Having a Son In Green on Yom HaZicharon

Having a Son In Green on Yom HaZicharon

 Every year I attend the Yom HaZicharon tekes at our Yad L’Banim in Ra’anana.  18 years of standing (I don’t think that I ever got there early enough to find a seat) in a crowd that boasted more/less 10,000 people from all walks of life, most wearing white shirts and blue trousers or skirts, standing at attention with bowed heads when the siren goes off at exactly 8:00 PM.  I always listen to the speeches with intrigue, sorrow and I try to relate to someone I never even knew.

§ §

EXERCISE DETAILS:
Resume the Yom HaZicharon piece about having a son in green, continuing on from its last sentence.

§ §

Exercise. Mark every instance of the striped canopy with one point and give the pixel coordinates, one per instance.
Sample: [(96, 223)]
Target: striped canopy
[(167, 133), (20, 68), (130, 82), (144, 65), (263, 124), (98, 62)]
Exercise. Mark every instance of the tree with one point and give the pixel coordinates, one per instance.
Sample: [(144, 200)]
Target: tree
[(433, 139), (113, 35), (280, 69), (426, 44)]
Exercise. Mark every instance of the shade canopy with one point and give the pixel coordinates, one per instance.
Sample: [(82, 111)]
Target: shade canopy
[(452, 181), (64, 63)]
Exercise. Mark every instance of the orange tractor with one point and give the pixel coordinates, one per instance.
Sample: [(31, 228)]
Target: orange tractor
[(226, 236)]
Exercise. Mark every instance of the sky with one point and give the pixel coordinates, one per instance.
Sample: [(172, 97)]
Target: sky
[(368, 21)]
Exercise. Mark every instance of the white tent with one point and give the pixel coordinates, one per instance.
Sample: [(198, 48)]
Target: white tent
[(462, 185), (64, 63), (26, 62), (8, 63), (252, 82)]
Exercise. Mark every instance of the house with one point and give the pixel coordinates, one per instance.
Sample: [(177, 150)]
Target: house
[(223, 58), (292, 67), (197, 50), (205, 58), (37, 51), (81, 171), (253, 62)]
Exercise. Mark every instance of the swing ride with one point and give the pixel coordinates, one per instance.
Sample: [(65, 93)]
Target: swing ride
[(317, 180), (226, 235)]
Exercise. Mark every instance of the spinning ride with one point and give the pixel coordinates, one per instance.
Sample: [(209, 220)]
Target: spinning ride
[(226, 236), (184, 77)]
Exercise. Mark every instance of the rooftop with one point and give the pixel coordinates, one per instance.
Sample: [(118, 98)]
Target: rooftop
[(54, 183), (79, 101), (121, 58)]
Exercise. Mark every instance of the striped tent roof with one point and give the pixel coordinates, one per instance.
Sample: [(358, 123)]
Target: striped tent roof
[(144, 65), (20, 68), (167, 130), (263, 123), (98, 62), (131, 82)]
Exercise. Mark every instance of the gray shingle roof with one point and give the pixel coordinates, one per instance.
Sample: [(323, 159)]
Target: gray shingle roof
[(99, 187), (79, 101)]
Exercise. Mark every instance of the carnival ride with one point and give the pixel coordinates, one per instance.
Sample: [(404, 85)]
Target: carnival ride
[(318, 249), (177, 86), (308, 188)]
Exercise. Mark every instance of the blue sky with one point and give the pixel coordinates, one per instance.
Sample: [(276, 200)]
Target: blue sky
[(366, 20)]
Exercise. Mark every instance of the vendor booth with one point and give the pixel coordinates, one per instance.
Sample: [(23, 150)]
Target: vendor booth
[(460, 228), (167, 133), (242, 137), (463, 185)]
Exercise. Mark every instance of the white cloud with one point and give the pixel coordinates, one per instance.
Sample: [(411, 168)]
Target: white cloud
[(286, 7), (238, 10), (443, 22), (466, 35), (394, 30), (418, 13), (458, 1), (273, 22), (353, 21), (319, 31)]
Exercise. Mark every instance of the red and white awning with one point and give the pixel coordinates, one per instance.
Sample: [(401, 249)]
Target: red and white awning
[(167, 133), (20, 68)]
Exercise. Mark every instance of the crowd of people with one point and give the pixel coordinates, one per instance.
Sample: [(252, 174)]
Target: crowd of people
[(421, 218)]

§ §

EXPECTED OUTPUT:
Just over a month ago, our son #3, Motti, join the Kfir brigaides in the Duchifat unit. He’s in training, a tiran, they call him.  Penina and I really haven’t gotten used to it yet.  Although he’s our #3, he’s our first son in the IDF as his older brothers had medical exemptions.  So, suffice it to say, we are very new to this. The terminologies (most of the IDF jargon is in abbreviations) what to expect, etc.  We’re learning day by day.  The fact that he has to answer to the IDF and not us right now does not sit well with either of us. On the other hand, our insides still tingle when we see him in an IDF uniform. The day he returned home from his first day on base, Penina and I were waiting outside our home, phones on “camera mode”, giggling like two grade school kids at Disney World in a huge candy shop. I don’t care how biased and corny I sound.  He looks awesome and gorgeous.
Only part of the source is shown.